- INSTRUCTIONS TO FOLLOW: Copy out word for word the part of the records starting at the line that contains "Mark one point per instance of the woman taking" and ending at the last line of the records, with both ends included.

- EXERCISE INPUTS:
## begin
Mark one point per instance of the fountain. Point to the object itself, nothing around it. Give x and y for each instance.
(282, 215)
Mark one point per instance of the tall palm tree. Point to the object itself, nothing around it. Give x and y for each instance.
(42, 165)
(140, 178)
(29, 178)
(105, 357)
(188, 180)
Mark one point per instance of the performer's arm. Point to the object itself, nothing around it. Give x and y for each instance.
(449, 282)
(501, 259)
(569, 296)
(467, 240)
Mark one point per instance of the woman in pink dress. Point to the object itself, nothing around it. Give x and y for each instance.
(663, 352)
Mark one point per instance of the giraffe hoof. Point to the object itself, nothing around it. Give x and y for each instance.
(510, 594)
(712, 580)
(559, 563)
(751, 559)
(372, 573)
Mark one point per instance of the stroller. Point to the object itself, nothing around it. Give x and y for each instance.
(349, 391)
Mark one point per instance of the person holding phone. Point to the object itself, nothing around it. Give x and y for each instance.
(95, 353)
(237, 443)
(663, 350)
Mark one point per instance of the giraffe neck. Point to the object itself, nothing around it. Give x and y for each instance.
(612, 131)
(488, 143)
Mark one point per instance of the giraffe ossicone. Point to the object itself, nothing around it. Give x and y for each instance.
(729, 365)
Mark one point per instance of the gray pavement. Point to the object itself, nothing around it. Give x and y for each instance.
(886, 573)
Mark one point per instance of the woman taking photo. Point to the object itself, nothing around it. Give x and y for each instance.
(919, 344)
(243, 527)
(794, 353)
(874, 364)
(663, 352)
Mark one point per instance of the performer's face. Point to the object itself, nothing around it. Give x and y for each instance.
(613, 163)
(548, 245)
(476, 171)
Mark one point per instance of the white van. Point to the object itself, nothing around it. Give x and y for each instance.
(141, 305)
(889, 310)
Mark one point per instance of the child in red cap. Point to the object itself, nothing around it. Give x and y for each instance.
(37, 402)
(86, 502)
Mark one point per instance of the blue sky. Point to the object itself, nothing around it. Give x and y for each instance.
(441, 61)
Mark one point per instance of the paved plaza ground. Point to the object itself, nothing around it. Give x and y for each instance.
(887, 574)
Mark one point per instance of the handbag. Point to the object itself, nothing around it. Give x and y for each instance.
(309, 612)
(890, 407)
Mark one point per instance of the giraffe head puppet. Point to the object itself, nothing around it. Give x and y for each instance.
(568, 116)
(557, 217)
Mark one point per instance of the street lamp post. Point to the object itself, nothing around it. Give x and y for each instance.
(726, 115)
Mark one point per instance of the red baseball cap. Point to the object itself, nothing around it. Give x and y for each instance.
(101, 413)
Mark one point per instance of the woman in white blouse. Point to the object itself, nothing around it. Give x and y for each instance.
## end
- EXERCISE SOLUTION:
Mark one point per instance of the woman taking photo. Point to the object itself, nothing around it. Give x and y for each instance.
(919, 344)
(243, 527)
(794, 353)
(874, 364)
(663, 352)
Mark one point per instance of the performer's face. Point to the object itself, nothing around it. Give x and y for each instance.
(613, 163)
(548, 245)
(476, 171)
Mark one point per instance of the white van. Point to the object itself, nothing around it. Give x and y for each instance.
(141, 305)
(889, 310)
Mark one point per instance of the child in red cap. Point to the object itself, nothing around it. Give x and y for each instance.
(37, 402)
(86, 502)
Mark one point per instance of the blue sky. Point to the object itself, nothing around it. Give x and y for each instance.
(441, 61)
Mark one point per instance of the paved plaza ground. Point to the object itself, nothing around it. Give x and y for each instance.
(887, 574)
Mark one point per instance of the handbag. Point to the object itself, nothing around it. Give x and y for each instance.
(309, 612)
(890, 407)
Mark one point per instance of the giraffe head puppet. Point to the object itself, nothing around it. Give x and y for each instance.
(568, 116)
(557, 217)
Mark one point per instance of the street lamp post. Point to the object itself, nothing around it. Give x and y for each instance.
(726, 115)
Mark one point per instance of the red baseball cap. Point to the object itself, nothing around it. Give x and y for each instance.
(101, 413)
Mark one point per instance of the woman in white blouse. Point to the object itself, nothing around it. Give x and y for each instance.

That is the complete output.